### EXTRACTED TEXT
In my case I am in my mid 30''s, my bf is in his late 30''s, we are both professionals living in NYC, and we are both adults with a firm view of what we want out of the future. Living together was meant to be a short term phase to just see if we felt the same after seeing each other in all lights. This was important to my bf because of a past living experience with a gf. I hear some of you saying "oh but if he wants to marry you, why all the uncertainty?" This is where we have to let go of the romantic views that people just "know" and violins are played and things happen. In today''s age, we all know perception is NOT reality when it comes to couples happiness, and covering hard ground work before a marrriage (instead of after), and REALLY knowing the person inside and out (goals, hopes, fears, insecurities) goes a long way and is invaluable to the long term health of a relationship. Living togehter is a big part of that. I know my previous posts seem very dire, but I think to be fair to my bf, I should say he is a good man who is also a cautious individual who does not take big decisions lightly or act spontaneously. We both are on the same page with being together forever, married, kids (all discussed) but our timelines awere off. He also, like many men, wanted to have all kinds of ducks in order first (investments, new apt, etc etc), which were not important to me in MY timeline. Hence all our discussions. If things don''t work out in the end, they would not have worked out if we were just dating either.
I know some couples who lived together and broke up. Based on some theories, if they had not lived together, the guy would have married her. But knowing what I know now, I can also say they would have quickly divorced. Having said that, if 2 people get engaged and live together, that''s not a bad route either. But it''s not too different in theory from 2 people who live together and then become engaged. ALL my friends (all in their 30''s) have lived with bf''s before marriage, and are still happily married. I only know of 1 who lived togehter, but then broke up. Hopefully, I will not follow the latter route. Ultimately, and despite everything I''ve gone through, I stand by the fact that living with my bf first was the correct decision, and has not harmed my long term prospects of marriage. I think if we do marry, lving together first will have stregthened our chances. But I digress...I STILL need to see a ring first and I guess only then will my argumentl hold some merit!
 
Always.Waiting, I think people in this thread have gotten too heated and caught up in justifying their own choices and why they''ve done what they''ve done. Everyone likes to think that they''ve made the right decision in their own life. You sound mature and hopefully you can make the best decision for you. I think the bigger issue for you is this whole ultimatim issue -- is it what, another 2 weeks?
 
oh the one thing i wanted to say that was relevant to you AW was...is 3 weeks enough time to really let him feel like he's making this decision on his own and not being pushed into it?

i gave my husband 6 months from the one discussion we had about it to say 'YES it's you i want in my life and i will take appropriate steps to do it'. he was ready before that and we were engaged by 6 months. it was more than i hoped for on that particular timeline, but i let him do it on his own timetable with just small reminders such as 'are you thinking about what we talked about?'...i didn't want to be having THE TALK over and over and drive us both insane. and we both had a timeline we both could live with, so i had to respect it.

i don't know if i had said, hey make it or break it in 3 weeks if i would have been disappointed, probably. so i'm just a little concerned you have set yourself up for failure here. i don't know your guy but more than one guy in my life (friends, my father) has to think stuff over for a long time before they make a 'decision'.
 
Thanks for the nice words/feedback Mara and Lindsey.

### QUESTIONS ON THE MATERIAL
1: In the forum thread on living together before marriage, where do the first poster and her boyfriend live?
2: Resume the forum thread on living together before marriage right after its last line.
The items are separate material and have no connection to the forum thread on living together before marriage.

### RAW DATA
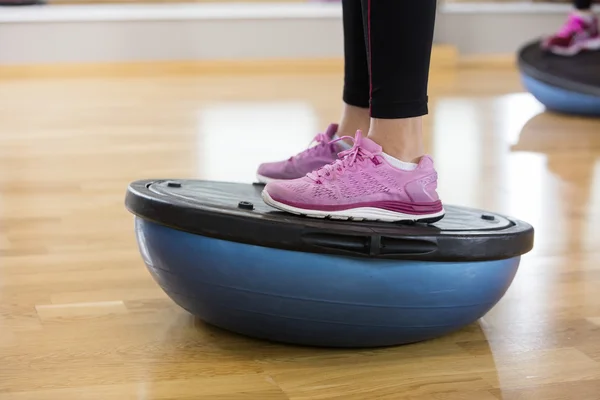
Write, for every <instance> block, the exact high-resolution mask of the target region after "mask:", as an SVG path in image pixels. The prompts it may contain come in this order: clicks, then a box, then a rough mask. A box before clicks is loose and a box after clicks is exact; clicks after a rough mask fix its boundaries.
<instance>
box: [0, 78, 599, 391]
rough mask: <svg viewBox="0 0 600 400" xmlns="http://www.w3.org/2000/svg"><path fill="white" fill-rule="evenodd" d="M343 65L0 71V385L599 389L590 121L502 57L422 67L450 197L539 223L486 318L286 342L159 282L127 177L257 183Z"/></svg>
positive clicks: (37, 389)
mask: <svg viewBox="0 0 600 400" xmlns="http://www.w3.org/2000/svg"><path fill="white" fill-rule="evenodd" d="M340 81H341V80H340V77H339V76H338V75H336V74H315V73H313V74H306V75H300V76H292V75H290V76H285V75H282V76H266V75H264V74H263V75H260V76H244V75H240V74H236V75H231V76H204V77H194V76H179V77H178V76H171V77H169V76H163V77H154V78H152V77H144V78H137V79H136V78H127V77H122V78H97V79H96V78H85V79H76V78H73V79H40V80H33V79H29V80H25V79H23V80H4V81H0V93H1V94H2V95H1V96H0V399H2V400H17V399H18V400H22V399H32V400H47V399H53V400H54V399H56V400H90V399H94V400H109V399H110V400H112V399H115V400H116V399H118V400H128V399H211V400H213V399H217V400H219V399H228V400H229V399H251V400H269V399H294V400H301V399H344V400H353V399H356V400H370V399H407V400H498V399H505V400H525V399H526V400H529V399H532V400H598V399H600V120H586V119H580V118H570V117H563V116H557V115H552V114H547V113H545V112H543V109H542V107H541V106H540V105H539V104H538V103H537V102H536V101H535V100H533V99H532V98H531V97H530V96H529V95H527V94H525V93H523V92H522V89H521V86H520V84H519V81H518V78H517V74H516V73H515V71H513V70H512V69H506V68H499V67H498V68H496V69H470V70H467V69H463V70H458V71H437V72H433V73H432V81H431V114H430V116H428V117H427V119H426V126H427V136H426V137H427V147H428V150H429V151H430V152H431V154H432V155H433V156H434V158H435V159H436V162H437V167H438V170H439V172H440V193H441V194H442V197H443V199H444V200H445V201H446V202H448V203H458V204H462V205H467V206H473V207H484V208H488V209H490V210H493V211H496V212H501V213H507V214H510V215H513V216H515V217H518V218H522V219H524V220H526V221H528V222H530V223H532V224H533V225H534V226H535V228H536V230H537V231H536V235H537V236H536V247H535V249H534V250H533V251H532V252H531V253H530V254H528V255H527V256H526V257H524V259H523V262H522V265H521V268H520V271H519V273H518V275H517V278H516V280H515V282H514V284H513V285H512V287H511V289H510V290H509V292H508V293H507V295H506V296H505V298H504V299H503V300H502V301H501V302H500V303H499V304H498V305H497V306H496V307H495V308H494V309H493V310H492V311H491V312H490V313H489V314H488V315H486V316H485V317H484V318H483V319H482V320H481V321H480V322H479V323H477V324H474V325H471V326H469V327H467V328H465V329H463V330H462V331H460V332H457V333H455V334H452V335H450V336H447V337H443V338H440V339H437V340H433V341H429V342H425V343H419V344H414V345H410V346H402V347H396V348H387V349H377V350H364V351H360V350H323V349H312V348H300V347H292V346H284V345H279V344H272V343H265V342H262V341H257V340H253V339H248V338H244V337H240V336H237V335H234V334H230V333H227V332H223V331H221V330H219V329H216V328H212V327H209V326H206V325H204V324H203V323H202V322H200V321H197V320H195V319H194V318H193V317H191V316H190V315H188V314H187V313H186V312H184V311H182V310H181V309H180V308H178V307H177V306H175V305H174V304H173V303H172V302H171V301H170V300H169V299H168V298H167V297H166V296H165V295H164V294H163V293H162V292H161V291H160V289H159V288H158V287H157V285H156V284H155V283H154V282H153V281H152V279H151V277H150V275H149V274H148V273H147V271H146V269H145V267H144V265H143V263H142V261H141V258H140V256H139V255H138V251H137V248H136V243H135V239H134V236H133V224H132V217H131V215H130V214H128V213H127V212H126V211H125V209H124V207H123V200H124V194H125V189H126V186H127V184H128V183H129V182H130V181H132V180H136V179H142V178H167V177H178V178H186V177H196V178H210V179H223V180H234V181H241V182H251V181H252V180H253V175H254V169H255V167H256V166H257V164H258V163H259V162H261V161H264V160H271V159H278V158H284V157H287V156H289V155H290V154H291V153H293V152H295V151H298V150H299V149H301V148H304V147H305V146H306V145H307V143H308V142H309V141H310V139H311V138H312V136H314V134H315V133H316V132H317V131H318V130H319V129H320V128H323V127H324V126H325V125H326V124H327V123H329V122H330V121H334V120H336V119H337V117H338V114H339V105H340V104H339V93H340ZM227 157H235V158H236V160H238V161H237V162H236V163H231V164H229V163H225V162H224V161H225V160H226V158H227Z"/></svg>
...
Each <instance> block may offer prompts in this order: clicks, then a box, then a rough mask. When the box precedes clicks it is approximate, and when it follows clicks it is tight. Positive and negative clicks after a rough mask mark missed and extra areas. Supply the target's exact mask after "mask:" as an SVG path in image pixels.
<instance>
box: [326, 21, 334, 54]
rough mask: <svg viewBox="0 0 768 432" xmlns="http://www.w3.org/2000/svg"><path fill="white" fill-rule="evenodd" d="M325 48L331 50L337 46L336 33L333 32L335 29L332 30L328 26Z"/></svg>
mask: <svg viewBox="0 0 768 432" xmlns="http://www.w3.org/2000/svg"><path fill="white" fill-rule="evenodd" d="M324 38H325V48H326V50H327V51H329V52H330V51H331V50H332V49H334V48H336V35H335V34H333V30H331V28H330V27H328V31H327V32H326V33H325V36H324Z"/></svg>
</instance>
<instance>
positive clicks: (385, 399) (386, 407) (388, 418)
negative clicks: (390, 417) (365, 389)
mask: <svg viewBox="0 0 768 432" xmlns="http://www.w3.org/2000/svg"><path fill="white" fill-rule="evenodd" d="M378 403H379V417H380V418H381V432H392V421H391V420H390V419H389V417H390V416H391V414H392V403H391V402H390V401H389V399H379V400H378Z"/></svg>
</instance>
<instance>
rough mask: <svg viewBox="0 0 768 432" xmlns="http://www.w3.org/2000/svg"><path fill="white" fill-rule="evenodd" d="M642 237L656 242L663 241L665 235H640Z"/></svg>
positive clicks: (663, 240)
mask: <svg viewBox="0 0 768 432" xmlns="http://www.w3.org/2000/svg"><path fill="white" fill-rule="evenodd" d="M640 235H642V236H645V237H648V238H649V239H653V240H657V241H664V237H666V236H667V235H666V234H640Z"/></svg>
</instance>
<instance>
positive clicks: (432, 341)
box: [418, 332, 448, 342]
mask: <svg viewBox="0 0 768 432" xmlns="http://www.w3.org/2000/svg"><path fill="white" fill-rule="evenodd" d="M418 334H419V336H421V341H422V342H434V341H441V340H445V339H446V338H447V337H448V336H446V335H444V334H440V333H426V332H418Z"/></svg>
---
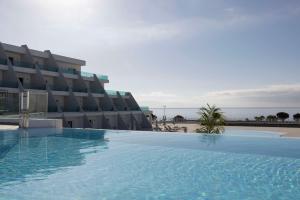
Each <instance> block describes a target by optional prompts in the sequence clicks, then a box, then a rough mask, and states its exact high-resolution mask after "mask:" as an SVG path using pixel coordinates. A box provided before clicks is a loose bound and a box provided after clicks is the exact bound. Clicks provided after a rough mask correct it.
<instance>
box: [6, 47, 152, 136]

### RESULTS
1: They live in NYC.

2:
I actually started talking to my bf about the whole marriage/future issue 6 mo''s ago, so I guess that''s why I''m not willing to give a longer timeline. I know 3 wks sounds ridiculous, but it''s more like a clarifying of how much time is left--and I think he knew anyway, and just wanted me to have a timeline so I could stop going crazy for a little bit. Why he waited until the last minute is beyond me, but maybe 6 mo''s was my internal timeline, and a year was his, and now he''s moving it up (best case scenario). I constantly remind him even though I KNOW I should back off. It''s like I have uncontrollable engagement verbal diarrhea or something! Anyway, as soon as I start veering off into conversation about how I''m so stressed about my future and lack of control, he tells me I "should just relax" (he says it in a reassuring tone) and the conversation ends. This makes me "think" that he must have something planned. Either that or he is just totally clueless and shooting himself in both feet. I have some faith, but not too much b/c I''m a realist and I respond to actions not words.

Six more months is just too long for me because we are at the point in our lives and relationship where we are ready and need to start planning the future (where to live long term, what to buy, city vs. suburbs, kids). We need to start these talks now or very soon. Right now we just dance around it and put it on hold since it''s clear we have to take the next step in this relationship first (ie engagement!). I also am starting a new challenging job, and I need my personal life stabilized. I won''t have time to be on top of him and constantly worrying about my "plan B" options, where to live if all falls through etc. So yea I guess 2 more wks. Yikes, I''m terrified. I''ve done the standard checks of looking at his phone log and asking trick questions and still no signs. Either I''m in for devastation or he knows me too well and is covering his tracks extremely well.
 
Date: 8/28/2006 12:48:00 PM
Author: Mara
oh the one thing i wanted to say that was relevant to you AW was...is 3 weeks enough time to really let him feel like he''s making this decision on his own and not being pushed into it?

i gave my husband 6 months from the one discussion we had about it to say ''YES it''s you i want in my life and i will take appropriate steps to do it''. he was ready before that and we were engaged by 6 months. it was more than i hoped for on that particular timeline, but i let him do it on his own timetable with just small reminders such as ''are you thinking about what we talked about?''...i didn''t want to be having THE TALK over and over and drive us both insane. and we both had a timeline we both could live with, so i had to respect it.

i don''t know if i had said, hey make it or break it in 3 weeks if i would have been disappointed, probably. so i''m just a little concerned you have set yourself up for failure here. i don''t know your guy but more than one guy in my life (friends, my father) has to think stuff over for a long time before they make a ''decision''.
Earlier in the thread AW explained that this wasn''t a 3 week deadline out of nowhere--the marriage discussion has been ongoing for the last six months and the BF seems to be pushing the timeline back every time it comes up.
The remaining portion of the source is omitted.